### Problem description
Which lines below fall between the one containing "Note: pick out every instance of the yellow" and the one containing "Note: pick out every instance of the window"? Repeat them exactly, counting both of those lines, and add nothing else.

*** Opening Data records ***

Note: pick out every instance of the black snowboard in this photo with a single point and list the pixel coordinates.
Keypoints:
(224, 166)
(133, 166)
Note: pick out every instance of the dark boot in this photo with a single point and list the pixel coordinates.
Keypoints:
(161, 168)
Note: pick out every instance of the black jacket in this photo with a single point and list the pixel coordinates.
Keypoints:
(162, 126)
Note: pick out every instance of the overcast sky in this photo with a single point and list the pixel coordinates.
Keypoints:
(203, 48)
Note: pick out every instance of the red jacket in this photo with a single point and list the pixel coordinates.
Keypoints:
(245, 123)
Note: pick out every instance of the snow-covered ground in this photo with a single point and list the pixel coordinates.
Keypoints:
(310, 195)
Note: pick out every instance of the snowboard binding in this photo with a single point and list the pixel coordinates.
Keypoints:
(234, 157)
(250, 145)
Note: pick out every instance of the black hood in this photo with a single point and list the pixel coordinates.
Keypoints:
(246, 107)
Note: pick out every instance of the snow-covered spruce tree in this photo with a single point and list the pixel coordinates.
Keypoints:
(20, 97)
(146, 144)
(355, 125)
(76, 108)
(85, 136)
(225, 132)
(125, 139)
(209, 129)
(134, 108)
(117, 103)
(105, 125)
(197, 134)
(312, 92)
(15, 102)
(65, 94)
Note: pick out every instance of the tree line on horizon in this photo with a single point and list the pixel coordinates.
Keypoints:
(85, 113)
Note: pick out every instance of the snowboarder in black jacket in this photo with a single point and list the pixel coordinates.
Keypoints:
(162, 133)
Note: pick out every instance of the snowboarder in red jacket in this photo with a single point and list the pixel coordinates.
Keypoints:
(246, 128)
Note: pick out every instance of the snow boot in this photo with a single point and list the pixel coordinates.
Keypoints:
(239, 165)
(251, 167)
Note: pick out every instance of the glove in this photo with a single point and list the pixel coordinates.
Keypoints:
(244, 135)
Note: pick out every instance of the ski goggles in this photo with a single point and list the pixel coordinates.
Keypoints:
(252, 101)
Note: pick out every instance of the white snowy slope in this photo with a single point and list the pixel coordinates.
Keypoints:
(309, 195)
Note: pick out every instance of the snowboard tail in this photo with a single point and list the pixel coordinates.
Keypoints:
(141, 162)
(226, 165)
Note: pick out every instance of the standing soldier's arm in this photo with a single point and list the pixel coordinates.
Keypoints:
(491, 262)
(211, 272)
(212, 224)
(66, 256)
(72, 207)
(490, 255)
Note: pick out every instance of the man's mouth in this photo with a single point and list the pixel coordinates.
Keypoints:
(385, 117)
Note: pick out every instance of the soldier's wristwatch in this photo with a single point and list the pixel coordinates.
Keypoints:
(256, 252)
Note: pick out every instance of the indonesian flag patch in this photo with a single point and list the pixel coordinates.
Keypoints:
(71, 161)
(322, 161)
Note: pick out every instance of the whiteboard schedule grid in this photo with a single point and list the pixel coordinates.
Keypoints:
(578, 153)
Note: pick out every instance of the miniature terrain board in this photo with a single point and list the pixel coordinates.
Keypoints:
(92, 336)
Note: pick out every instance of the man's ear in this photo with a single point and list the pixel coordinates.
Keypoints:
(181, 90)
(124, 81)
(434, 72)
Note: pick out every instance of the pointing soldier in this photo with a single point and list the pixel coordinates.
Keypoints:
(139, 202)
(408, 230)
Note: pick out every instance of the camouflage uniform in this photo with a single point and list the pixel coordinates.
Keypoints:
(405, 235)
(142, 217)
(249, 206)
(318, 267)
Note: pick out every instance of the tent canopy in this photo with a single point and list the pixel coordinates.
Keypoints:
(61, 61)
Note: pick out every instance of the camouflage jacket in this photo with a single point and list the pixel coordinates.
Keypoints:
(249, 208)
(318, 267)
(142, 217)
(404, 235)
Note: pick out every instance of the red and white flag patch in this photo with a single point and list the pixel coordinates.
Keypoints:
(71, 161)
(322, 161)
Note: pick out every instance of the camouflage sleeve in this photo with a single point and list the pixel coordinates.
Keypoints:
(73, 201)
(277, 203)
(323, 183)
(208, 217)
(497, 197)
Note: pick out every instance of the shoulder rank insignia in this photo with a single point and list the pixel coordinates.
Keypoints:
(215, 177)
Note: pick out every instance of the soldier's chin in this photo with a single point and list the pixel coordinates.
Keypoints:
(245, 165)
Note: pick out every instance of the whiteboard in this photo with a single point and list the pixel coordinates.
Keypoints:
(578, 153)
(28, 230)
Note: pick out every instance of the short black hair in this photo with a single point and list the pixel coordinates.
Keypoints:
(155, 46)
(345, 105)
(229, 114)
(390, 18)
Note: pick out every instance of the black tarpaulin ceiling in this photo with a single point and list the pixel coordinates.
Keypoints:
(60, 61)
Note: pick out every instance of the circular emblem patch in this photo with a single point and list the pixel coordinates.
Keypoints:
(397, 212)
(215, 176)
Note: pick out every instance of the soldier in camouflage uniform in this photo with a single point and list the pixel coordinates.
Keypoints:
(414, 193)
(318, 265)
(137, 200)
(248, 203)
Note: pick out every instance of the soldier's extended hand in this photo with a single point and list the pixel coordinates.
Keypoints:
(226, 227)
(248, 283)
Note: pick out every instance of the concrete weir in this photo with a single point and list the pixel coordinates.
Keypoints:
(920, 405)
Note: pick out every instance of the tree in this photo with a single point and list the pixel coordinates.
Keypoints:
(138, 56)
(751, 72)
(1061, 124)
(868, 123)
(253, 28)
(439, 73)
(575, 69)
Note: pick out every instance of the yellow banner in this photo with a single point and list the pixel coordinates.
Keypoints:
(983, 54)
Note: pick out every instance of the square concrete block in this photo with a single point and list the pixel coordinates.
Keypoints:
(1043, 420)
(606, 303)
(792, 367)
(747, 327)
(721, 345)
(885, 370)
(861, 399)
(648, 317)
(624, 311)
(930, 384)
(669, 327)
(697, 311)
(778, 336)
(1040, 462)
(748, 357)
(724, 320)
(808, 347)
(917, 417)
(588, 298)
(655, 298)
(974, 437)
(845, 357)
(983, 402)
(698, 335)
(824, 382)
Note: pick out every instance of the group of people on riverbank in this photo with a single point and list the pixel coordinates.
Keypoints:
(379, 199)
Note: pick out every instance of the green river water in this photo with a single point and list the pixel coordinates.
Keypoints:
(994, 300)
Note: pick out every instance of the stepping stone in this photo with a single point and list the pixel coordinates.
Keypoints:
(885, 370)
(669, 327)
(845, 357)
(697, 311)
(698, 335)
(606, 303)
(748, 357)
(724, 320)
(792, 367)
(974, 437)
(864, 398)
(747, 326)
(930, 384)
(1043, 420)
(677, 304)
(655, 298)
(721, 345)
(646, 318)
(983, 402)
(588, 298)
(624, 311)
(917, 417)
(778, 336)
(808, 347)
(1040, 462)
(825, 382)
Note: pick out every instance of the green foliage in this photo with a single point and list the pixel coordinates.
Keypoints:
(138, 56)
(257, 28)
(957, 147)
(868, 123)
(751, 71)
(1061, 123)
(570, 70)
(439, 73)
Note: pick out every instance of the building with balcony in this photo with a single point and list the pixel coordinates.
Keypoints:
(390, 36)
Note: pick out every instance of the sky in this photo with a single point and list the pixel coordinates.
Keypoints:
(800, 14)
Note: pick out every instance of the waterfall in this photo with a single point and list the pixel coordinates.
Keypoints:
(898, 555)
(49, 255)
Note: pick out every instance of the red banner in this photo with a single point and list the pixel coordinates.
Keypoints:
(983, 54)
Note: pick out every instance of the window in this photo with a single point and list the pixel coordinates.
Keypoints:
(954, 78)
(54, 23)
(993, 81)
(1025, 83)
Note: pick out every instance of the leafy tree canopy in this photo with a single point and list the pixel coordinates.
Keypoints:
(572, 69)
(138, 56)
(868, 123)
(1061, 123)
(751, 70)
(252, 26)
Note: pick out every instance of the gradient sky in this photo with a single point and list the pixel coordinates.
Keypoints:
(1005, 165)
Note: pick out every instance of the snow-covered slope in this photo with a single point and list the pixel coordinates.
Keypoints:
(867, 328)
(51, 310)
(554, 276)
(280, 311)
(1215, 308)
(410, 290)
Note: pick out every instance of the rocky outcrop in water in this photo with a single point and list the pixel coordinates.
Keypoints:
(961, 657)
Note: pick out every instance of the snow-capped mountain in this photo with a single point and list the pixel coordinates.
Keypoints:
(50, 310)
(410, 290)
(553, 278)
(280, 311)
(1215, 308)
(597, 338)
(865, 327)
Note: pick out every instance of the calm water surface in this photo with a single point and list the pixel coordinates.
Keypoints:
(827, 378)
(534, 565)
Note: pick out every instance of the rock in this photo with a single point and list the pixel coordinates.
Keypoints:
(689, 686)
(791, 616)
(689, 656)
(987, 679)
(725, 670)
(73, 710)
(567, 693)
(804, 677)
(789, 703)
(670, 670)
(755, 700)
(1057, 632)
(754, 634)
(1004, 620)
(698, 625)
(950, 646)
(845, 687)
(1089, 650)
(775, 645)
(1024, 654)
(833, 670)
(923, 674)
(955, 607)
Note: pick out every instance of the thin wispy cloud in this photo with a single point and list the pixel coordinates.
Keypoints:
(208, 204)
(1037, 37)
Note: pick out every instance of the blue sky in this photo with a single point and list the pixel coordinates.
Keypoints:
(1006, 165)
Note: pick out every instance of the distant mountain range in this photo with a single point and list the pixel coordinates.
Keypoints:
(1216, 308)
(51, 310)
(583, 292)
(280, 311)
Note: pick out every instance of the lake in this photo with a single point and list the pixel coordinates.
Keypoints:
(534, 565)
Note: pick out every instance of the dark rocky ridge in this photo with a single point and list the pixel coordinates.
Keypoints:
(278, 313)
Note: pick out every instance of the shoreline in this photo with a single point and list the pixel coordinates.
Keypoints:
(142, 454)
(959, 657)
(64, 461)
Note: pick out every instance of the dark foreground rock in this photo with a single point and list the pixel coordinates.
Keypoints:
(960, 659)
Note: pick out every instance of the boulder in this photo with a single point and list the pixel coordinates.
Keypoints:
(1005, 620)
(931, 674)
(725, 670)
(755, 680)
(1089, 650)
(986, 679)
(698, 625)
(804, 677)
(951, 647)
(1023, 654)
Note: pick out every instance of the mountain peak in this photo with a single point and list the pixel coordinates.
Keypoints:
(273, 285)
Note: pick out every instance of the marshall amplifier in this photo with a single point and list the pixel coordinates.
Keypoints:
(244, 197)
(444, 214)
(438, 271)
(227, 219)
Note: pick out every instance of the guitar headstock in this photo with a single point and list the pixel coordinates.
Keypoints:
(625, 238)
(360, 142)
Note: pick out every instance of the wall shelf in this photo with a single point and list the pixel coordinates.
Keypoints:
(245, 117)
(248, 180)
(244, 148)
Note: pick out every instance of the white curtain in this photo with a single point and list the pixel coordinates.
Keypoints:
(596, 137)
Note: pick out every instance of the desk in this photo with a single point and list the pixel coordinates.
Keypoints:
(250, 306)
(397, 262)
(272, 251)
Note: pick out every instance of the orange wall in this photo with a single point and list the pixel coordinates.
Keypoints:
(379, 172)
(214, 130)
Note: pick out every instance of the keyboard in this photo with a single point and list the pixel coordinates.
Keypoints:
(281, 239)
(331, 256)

*** Closing Data records ***

### Your solution
Note: pick out every instance of the yellow banner in this photo with a single point and list the pixel coordinates.
Keypoints:
(983, 54)
Note: pick out every instance of the square concrete block in this photo with a single point and list the pixel coordinates.
Keypoints:
(1043, 420)
(606, 303)
(792, 367)
(747, 327)
(721, 345)
(885, 370)
(861, 399)
(648, 317)
(624, 311)
(930, 384)
(669, 327)
(697, 311)
(778, 336)
(1040, 462)
(748, 357)
(724, 320)
(808, 347)
(917, 417)
(588, 298)
(655, 298)
(974, 437)
(845, 357)
(983, 402)
(698, 335)
(824, 382)
Note: pick out every instance of the group of people on riverbank in this photo with a single point and list the pixel coordinates.
Keypoints:
(379, 199)
Note: pick out every instance of the green river water in this photo with a single point and list the pixel coordinates.
Keypoints:
(994, 300)
Note: pick out every instance of the stepping stone in this photo with a single point and list the pixel coordinates.
Keypoints:
(885, 370)
(669, 327)
(845, 357)
(697, 311)
(698, 335)
(606, 303)
(748, 357)
(724, 320)
(792, 367)
(974, 437)
(864, 398)
(747, 326)
(930, 384)
(1043, 420)
(677, 304)
(655, 298)
(721, 345)
(646, 318)
(983, 402)
(588, 298)
(624, 311)
(917, 417)
(778, 336)
(808, 347)
(1040, 462)
(825, 382)
Note: pick out every instance of the green foliage in this photo with a single point and list the pixel coordinates.
Keypoints:
(138, 56)
(257, 28)
(957, 147)
(868, 123)
(751, 71)
(1061, 123)
(570, 70)
(439, 73)
Note: pick out every instance of the building with balcony in this photo with a single point and list the pixel coordinates.
Keypoints:
(390, 36)
Note: pick out every instance of the sky in this photo with a single point and list the pixel coordinates.
Keypoints:
(800, 14)
Note: pick out every instance of the waterfall in this photo with a single point and list the pixel coordinates.
Keypoints:
(898, 555)
(49, 255)
Note: pick out every instance of the red banner in this photo with a single point and list the pixel coordinates.
Keypoints:
(983, 54)
Note: pick out every instance of the window in this photo with a single point and list the pixel coordinates.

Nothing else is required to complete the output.